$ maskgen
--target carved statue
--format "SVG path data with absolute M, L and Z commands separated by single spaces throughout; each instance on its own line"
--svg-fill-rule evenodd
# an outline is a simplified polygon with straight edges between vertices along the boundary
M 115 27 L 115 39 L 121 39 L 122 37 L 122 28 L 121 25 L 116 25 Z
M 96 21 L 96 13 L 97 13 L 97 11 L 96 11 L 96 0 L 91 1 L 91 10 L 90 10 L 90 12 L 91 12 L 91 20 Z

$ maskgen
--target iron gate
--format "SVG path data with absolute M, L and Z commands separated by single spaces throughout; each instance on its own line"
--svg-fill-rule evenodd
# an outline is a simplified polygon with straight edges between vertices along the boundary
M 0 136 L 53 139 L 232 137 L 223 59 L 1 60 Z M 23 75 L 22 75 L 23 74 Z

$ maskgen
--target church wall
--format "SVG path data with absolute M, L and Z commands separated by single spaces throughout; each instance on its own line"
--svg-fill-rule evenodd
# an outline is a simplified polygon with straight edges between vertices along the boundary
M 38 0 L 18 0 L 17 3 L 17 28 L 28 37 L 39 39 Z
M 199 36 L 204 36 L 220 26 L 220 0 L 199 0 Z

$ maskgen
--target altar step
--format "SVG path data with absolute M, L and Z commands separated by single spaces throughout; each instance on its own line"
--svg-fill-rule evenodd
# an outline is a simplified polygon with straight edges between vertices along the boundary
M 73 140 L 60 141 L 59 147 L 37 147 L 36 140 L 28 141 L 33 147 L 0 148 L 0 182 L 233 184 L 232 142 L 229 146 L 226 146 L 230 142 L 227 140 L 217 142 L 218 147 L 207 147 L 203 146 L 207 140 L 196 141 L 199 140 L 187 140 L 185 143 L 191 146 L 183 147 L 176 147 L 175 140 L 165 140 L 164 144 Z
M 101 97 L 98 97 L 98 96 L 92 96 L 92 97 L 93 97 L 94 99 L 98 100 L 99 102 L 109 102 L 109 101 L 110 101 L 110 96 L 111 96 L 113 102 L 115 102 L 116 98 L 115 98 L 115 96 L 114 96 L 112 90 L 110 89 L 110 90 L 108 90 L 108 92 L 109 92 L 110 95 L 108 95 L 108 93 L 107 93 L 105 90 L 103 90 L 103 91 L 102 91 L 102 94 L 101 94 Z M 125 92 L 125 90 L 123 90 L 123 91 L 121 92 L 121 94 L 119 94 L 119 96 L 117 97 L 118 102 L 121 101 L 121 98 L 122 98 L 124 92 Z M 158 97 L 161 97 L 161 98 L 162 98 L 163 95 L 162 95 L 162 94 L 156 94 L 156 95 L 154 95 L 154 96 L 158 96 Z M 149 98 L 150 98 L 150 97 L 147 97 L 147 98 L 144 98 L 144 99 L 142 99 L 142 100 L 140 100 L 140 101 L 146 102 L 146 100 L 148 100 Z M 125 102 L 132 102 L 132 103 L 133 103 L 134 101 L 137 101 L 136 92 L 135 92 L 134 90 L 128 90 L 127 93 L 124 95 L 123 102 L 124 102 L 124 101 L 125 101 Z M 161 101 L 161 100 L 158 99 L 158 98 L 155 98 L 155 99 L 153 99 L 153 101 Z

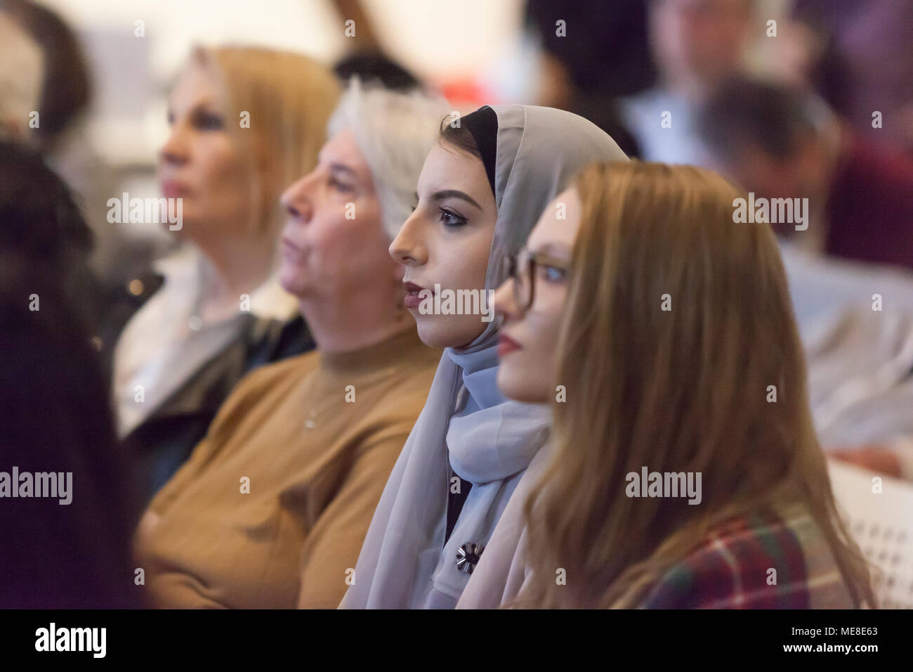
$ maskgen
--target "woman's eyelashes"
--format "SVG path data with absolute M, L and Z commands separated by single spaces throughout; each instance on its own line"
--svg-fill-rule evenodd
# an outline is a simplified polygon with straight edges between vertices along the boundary
M 355 190 L 354 187 L 346 182 L 342 182 L 341 179 L 339 179 L 333 175 L 330 176 L 329 184 L 331 188 L 335 189 L 336 191 L 339 191 L 340 193 L 342 194 L 351 194 Z
M 200 110 L 194 114 L 194 126 L 201 131 L 221 131 L 225 128 L 225 120 L 221 114 Z
M 546 283 L 563 283 L 567 277 L 567 271 L 558 266 L 549 266 L 543 264 L 538 267 L 539 277 Z

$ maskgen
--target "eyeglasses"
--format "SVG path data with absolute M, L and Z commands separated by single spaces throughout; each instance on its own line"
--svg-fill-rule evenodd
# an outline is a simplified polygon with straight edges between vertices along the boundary
M 526 248 L 519 254 L 506 257 L 503 264 L 503 275 L 513 280 L 514 301 L 520 313 L 530 310 L 535 298 L 537 266 L 543 280 L 549 283 L 563 282 L 570 270 L 567 261 L 541 252 L 530 252 Z

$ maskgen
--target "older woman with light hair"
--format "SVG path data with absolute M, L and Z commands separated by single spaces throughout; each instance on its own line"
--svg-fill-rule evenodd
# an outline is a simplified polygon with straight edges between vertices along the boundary
M 114 351 L 120 435 L 143 504 L 247 371 L 313 347 L 276 275 L 278 197 L 314 167 L 338 96 L 305 56 L 235 47 L 194 49 L 171 92 L 158 174 L 180 213 L 163 226 L 181 244 L 131 283 L 137 303 L 151 297 Z
M 443 101 L 347 91 L 317 167 L 282 196 L 279 280 L 317 351 L 237 386 L 141 521 L 139 566 L 163 607 L 335 607 L 440 352 L 404 306 L 387 252 Z

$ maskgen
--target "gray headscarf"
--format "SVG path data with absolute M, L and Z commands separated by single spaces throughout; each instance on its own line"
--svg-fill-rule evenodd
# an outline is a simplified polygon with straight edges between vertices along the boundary
M 498 115 L 498 221 L 487 290 L 506 280 L 502 260 L 526 243 L 542 210 L 579 170 L 597 161 L 627 160 L 611 137 L 576 114 L 532 105 L 491 109 Z M 550 424 L 547 406 L 500 395 L 498 338 L 492 321 L 467 347 L 446 350 L 374 512 L 341 607 L 456 605 L 469 578 L 457 568 L 457 549 L 467 542 L 488 542 Z M 448 459 L 472 488 L 445 545 Z

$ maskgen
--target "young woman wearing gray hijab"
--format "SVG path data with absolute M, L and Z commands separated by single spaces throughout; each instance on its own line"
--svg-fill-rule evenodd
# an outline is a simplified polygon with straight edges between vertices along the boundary
M 550 419 L 544 405 L 498 391 L 499 336 L 490 313 L 446 314 L 445 294 L 488 296 L 505 280 L 503 261 L 577 170 L 627 159 L 595 125 L 560 110 L 485 106 L 457 121 L 442 124 L 415 210 L 390 246 L 405 266 L 405 305 L 419 336 L 446 349 L 342 608 L 456 604 Z

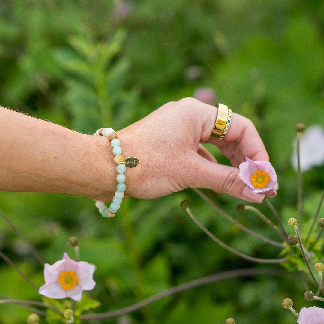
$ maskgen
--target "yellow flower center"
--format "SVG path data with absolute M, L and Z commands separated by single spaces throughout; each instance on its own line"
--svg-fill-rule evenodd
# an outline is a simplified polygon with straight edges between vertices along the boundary
M 62 271 L 58 279 L 59 284 L 64 290 L 73 289 L 79 283 L 77 275 L 73 270 Z
M 256 171 L 254 174 L 251 176 L 251 181 L 255 187 L 258 188 L 264 188 L 269 183 L 270 177 L 265 171 L 260 170 Z

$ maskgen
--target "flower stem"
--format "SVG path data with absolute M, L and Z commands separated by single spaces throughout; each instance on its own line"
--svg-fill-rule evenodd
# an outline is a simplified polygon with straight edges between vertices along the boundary
M 253 212 L 258 215 L 261 219 L 266 223 L 272 228 L 278 234 L 280 237 L 284 240 L 284 242 L 287 241 L 287 238 L 285 237 L 281 232 L 278 229 L 277 226 L 275 225 L 266 216 L 263 214 L 259 209 L 253 206 L 249 205 L 245 206 L 245 209 Z
M 0 257 L 2 258 L 7 263 L 11 265 L 38 293 L 38 288 L 35 284 L 16 265 L 12 260 L 1 250 L 0 250 Z
M 322 198 L 321 198 L 319 203 L 318 204 L 318 207 L 317 207 L 317 210 L 316 211 L 316 213 L 314 215 L 314 217 L 313 219 L 313 222 L 312 223 L 312 226 L 310 226 L 310 228 L 308 231 L 308 234 L 307 234 L 307 237 L 305 241 L 305 244 L 306 244 L 306 242 L 308 241 L 308 240 L 309 239 L 309 237 L 310 237 L 310 235 L 312 234 L 312 232 L 314 228 L 315 224 L 317 220 L 317 217 L 318 215 L 318 214 L 319 214 L 319 211 L 320 210 L 321 207 L 322 206 L 322 204 L 323 203 L 323 201 L 324 201 L 324 191 L 323 191 L 323 193 L 322 195 Z
M 281 218 L 280 218 L 280 216 L 279 216 L 279 214 L 278 214 L 278 212 L 275 209 L 272 205 L 271 203 L 270 202 L 269 200 L 266 197 L 265 197 L 265 200 L 269 208 L 271 210 L 271 211 L 272 212 L 272 213 L 274 215 L 274 217 L 277 219 L 277 220 L 278 221 L 280 227 L 281 227 L 284 235 L 285 237 L 287 237 L 288 236 L 287 235 L 287 233 L 286 233 L 286 231 L 285 230 L 284 227 L 284 224 L 281 220 Z M 286 240 L 286 239 L 285 240 Z
M 7 217 L 6 214 L 2 210 L 0 210 L 0 216 L 6 222 L 7 224 L 26 243 L 29 247 L 30 250 L 32 252 L 35 257 L 38 260 L 40 263 L 43 265 L 45 263 L 43 258 L 35 248 L 30 243 L 25 237 L 23 234 L 17 228 L 12 222 Z
M 315 279 L 315 277 L 314 276 L 314 275 L 313 274 L 313 272 L 312 272 L 310 268 L 309 267 L 309 265 L 308 264 L 308 262 L 307 261 L 307 260 L 306 259 L 306 256 L 305 255 L 305 252 L 304 251 L 304 249 L 303 247 L 303 244 L 302 244 L 301 241 L 300 240 L 300 236 L 299 235 L 299 230 L 298 229 L 298 227 L 297 225 L 295 225 L 294 226 L 294 228 L 295 229 L 295 230 L 296 231 L 296 235 L 297 236 L 297 237 L 298 237 L 298 241 L 299 243 L 299 245 L 300 246 L 300 251 L 302 252 L 302 255 L 303 256 L 303 259 L 304 259 L 304 261 L 305 261 L 305 263 L 306 263 L 306 265 L 308 269 L 308 271 L 309 272 L 309 273 L 310 273 L 310 275 L 313 278 L 313 280 L 314 281 L 314 282 L 315 283 L 315 284 L 316 286 L 318 286 L 318 283 L 317 282 L 317 281 L 316 279 Z
M 244 253 L 237 251 L 235 249 L 233 249 L 227 244 L 226 244 L 222 241 L 221 241 L 219 238 L 216 237 L 212 233 L 209 231 L 196 218 L 196 216 L 193 214 L 193 213 L 191 211 L 189 207 L 186 208 L 187 211 L 189 215 L 194 222 L 203 230 L 208 236 L 210 237 L 213 241 L 215 241 L 216 243 L 220 245 L 221 246 L 224 248 L 225 249 L 227 250 L 232 253 L 234 253 L 236 255 L 246 260 L 248 260 L 249 261 L 252 261 L 253 262 L 259 262 L 261 263 L 279 263 L 280 262 L 283 262 L 284 261 L 287 261 L 287 259 L 285 258 L 281 259 L 263 259 L 259 258 L 255 258 L 254 257 L 250 257 L 249 255 L 247 255 Z
M 302 135 L 300 132 L 297 132 L 297 138 L 296 142 L 297 153 L 297 222 L 301 230 L 301 217 L 302 217 L 302 175 L 300 170 L 300 138 Z
M 248 228 L 246 227 L 244 225 L 243 225 L 240 223 L 239 223 L 236 220 L 234 219 L 232 217 L 231 217 L 229 215 L 226 214 L 221 208 L 220 208 L 217 205 L 213 202 L 203 192 L 198 189 L 193 189 L 192 190 L 196 193 L 199 195 L 205 201 L 209 204 L 214 209 L 215 209 L 217 212 L 219 213 L 221 215 L 223 216 L 225 218 L 228 219 L 230 222 L 231 222 L 233 224 L 235 224 L 237 227 L 239 227 L 241 230 L 249 234 L 250 234 L 255 237 L 257 237 L 259 239 L 263 241 L 264 242 L 269 243 L 274 245 L 276 246 L 279 246 L 281 248 L 284 247 L 284 246 L 282 243 L 280 242 L 276 242 L 275 241 L 273 241 L 272 240 L 270 239 L 267 237 L 265 237 L 262 235 L 260 235 L 258 233 L 256 233 L 253 231 L 251 231 L 249 228 Z
M 80 319 L 82 321 L 86 321 L 111 318 L 135 311 L 162 298 L 202 285 L 229 278 L 257 275 L 282 276 L 286 275 L 286 273 L 281 270 L 271 268 L 237 269 L 225 271 L 175 286 L 124 308 L 97 314 L 81 315 L 80 317 Z

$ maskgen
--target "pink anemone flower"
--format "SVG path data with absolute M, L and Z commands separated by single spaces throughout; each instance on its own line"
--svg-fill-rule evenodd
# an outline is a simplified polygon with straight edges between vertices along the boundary
M 239 165 L 238 177 L 250 190 L 255 193 L 266 193 L 278 189 L 277 174 L 270 162 L 245 159 Z
M 95 269 L 87 262 L 76 262 L 64 253 L 63 259 L 52 265 L 45 264 L 45 284 L 40 288 L 38 292 L 50 298 L 69 297 L 79 302 L 82 291 L 91 290 L 96 285 L 92 277 Z
M 303 307 L 297 320 L 298 324 L 324 324 L 324 309 L 313 306 Z

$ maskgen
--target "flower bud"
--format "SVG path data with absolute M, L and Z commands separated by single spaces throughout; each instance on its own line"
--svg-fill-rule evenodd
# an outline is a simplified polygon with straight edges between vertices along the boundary
M 296 132 L 301 133 L 305 130 L 305 125 L 301 123 L 299 123 L 295 126 L 295 129 Z
M 245 206 L 242 203 L 239 203 L 236 206 L 236 211 L 241 213 L 244 213 L 245 210 Z
M 229 318 L 227 318 L 226 320 L 226 321 L 225 322 L 225 324 L 235 324 L 234 318 L 232 318 L 231 317 Z
M 284 308 L 289 309 L 293 307 L 293 301 L 290 298 L 286 298 L 283 301 L 283 306 Z
M 292 227 L 294 227 L 297 225 L 297 220 L 296 218 L 294 218 L 293 217 L 292 217 L 291 218 L 289 218 L 288 220 L 288 225 Z
M 27 324 L 38 324 L 39 320 L 39 316 L 37 314 L 33 313 L 27 318 Z
M 318 220 L 318 222 L 317 223 L 318 226 L 322 228 L 324 227 L 324 218 L 320 218 Z
M 64 311 L 63 315 L 64 318 L 67 319 L 69 319 L 73 316 L 73 312 L 72 309 L 68 308 Z
M 183 209 L 186 209 L 190 204 L 190 203 L 188 200 L 183 200 L 180 203 L 180 207 Z
M 321 263 L 320 262 L 318 262 L 314 266 L 314 269 L 316 271 L 319 272 L 320 271 L 321 271 L 324 269 L 324 265 L 323 265 L 323 263 Z
M 298 237 L 294 234 L 291 234 L 288 237 L 287 240 L 291 245 L 295 245 L 298 243 Z
M 310 290 L 307 290 L 304 293 L 304 299 L 307 302 L 311 302 L 314 298 L 314 293 Z
M 68 242 L 69 245 L 70 245 L 72 248 L 75 248 L 79 244 L 79 240 L 74 236 L 72 237 L 69 238 L 69 241 Z

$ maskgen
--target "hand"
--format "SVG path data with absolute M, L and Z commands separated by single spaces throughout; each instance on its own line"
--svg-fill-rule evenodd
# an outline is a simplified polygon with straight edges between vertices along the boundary
M 151 199 L 188 188 L 203 188 L 261 202 L 265 195 L 246 187 L 238 178 L 238 167 L 246 156 L 268 161 L 263 143 L 252 122 L 235 113 L 224 139 L 211 137 L 217 114 L 215 107 L 186 98 L 167 103 L 117 132 L 124 157 L 141 161 L 138 167 L 127 170 L 126 194 Z M 232 166 L 218 164 L 200 144 L 205 142 L 217 146 Z

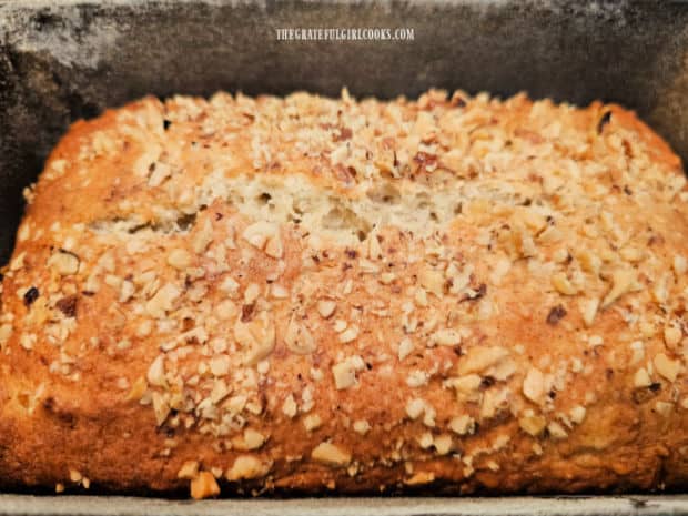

════════════════════

Count the lines in the listing above that contain the string "gray", treating case as significant, and give only the number.

2